-- Start DATA FOR THIS TASK --

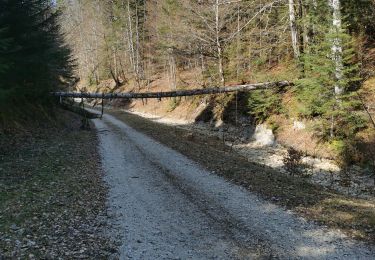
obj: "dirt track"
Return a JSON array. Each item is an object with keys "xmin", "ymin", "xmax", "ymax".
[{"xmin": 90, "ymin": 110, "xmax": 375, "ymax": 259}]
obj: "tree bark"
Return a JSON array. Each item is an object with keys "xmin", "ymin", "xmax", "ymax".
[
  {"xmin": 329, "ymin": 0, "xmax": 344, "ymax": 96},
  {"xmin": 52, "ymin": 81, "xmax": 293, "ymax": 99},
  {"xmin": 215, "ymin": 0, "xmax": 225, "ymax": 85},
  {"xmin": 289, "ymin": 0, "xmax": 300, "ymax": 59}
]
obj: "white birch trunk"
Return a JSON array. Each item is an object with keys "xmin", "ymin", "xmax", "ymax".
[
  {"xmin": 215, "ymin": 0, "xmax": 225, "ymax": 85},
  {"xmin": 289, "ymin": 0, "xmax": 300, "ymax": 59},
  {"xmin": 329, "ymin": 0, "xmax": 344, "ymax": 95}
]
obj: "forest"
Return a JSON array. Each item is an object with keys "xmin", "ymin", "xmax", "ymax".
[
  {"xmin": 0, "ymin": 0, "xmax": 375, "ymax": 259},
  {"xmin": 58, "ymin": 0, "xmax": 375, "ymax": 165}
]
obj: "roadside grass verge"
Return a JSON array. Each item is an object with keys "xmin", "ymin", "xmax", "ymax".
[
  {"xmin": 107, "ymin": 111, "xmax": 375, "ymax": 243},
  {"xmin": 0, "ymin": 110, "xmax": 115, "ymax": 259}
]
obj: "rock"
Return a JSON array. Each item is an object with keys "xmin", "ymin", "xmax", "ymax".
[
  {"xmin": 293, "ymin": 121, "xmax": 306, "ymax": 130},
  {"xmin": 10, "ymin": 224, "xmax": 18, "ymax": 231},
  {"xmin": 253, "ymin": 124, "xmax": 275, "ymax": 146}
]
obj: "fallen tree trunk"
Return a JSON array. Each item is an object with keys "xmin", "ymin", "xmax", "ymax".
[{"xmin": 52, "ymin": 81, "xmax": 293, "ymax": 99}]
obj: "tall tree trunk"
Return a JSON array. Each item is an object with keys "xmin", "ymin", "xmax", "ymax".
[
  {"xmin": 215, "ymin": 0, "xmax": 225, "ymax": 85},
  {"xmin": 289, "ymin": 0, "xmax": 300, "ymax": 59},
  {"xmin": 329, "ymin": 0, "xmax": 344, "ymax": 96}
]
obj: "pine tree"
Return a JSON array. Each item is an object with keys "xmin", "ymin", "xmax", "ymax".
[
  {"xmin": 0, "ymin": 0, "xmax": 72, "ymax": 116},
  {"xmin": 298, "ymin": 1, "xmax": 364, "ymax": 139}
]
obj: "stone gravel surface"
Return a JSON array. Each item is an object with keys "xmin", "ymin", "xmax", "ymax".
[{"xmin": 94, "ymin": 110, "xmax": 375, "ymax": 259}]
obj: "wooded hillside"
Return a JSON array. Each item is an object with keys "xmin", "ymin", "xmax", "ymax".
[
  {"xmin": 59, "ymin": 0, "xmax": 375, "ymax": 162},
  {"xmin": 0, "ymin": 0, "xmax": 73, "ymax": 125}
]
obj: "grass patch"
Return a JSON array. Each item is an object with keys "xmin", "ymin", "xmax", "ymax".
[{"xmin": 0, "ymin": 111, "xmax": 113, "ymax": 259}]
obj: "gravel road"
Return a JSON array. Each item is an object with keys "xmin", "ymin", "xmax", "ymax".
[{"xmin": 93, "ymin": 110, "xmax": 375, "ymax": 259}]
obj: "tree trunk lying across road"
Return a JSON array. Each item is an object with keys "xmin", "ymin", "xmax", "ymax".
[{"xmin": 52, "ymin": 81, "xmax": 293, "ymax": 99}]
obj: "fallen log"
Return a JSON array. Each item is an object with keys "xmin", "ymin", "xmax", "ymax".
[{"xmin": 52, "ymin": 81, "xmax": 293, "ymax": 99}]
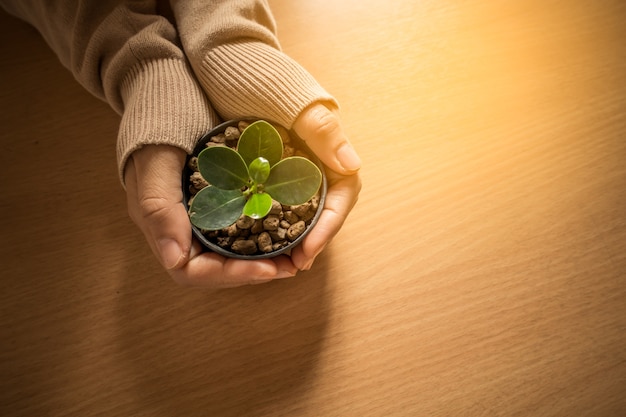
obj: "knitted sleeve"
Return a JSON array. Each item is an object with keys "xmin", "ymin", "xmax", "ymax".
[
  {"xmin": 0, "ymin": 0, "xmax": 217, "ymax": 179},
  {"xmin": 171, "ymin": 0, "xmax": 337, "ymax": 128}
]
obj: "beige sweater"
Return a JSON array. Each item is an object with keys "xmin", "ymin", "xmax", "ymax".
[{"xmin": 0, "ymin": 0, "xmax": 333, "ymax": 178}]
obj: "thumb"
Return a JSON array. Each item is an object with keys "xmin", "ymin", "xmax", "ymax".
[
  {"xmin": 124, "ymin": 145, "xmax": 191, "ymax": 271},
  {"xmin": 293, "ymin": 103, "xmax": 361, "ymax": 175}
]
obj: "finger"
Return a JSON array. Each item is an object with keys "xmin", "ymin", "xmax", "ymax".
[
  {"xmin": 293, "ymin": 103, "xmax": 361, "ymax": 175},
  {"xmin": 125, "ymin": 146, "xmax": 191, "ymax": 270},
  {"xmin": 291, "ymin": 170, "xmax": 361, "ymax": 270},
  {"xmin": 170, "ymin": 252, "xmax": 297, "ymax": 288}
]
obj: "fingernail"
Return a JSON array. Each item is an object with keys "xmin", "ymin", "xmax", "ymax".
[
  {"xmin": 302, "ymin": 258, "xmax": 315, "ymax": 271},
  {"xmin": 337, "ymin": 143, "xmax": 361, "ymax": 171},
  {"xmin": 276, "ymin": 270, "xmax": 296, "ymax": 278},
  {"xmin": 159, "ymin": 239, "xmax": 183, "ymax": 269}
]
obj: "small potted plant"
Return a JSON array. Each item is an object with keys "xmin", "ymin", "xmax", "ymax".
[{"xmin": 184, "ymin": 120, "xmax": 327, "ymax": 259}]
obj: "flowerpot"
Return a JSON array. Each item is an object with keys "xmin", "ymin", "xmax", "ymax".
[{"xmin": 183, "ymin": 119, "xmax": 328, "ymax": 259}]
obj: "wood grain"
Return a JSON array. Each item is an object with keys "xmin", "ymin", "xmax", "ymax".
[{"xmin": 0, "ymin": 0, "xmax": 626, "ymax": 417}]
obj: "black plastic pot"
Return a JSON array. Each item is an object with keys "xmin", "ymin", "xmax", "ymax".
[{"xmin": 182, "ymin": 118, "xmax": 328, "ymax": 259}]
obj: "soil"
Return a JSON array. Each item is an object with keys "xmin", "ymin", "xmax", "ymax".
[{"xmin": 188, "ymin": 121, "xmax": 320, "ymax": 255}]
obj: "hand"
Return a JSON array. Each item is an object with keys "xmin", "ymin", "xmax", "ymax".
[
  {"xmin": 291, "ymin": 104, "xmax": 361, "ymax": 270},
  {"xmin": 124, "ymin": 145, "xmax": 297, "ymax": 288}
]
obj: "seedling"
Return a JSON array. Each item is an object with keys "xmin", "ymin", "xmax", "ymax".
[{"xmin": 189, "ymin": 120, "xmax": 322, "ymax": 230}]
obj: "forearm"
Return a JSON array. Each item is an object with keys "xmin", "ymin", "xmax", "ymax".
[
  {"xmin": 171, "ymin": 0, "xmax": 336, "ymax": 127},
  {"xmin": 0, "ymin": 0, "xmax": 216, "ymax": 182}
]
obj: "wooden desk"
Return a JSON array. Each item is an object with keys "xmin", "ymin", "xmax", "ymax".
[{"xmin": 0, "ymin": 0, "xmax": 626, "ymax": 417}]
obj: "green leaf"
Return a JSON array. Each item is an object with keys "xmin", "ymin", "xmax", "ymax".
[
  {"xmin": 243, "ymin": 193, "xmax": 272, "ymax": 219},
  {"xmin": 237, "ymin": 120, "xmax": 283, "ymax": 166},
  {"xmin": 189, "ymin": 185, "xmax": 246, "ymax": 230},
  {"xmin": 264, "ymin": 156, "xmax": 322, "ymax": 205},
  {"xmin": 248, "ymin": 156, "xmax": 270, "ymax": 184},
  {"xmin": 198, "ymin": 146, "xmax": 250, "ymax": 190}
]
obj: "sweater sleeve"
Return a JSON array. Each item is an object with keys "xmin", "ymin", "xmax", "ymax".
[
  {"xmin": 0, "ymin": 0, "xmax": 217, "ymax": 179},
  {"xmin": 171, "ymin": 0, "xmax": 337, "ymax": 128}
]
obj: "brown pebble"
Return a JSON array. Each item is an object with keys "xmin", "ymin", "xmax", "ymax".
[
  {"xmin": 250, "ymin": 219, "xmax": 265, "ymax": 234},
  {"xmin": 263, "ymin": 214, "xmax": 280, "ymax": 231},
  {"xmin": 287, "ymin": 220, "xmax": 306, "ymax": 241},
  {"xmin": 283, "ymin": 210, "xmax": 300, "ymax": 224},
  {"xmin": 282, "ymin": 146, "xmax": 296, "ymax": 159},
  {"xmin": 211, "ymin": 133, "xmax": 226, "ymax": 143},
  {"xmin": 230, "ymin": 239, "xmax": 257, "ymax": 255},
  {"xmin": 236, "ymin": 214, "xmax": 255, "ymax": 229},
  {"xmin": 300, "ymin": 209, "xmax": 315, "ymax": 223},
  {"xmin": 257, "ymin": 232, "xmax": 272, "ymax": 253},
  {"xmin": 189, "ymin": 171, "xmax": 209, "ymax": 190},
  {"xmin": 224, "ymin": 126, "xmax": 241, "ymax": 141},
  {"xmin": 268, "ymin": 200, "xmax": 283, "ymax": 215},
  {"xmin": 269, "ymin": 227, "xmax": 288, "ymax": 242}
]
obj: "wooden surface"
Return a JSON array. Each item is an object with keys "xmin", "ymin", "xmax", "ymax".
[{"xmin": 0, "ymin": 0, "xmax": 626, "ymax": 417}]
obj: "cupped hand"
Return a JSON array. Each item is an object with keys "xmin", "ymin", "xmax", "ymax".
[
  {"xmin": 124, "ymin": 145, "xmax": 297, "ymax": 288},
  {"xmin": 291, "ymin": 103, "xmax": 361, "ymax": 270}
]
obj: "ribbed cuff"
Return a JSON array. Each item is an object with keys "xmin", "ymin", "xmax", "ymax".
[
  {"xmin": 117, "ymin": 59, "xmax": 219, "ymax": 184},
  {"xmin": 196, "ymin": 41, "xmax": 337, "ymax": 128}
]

-- End DATA FOR THIS TASK --

» CHALLENGE
Collect every line of the data above that contains the word "sleeve", and copy each one in full.

» TASK RESPONSE
obj: "knitted sleeve"
obj: "sweater sleeve"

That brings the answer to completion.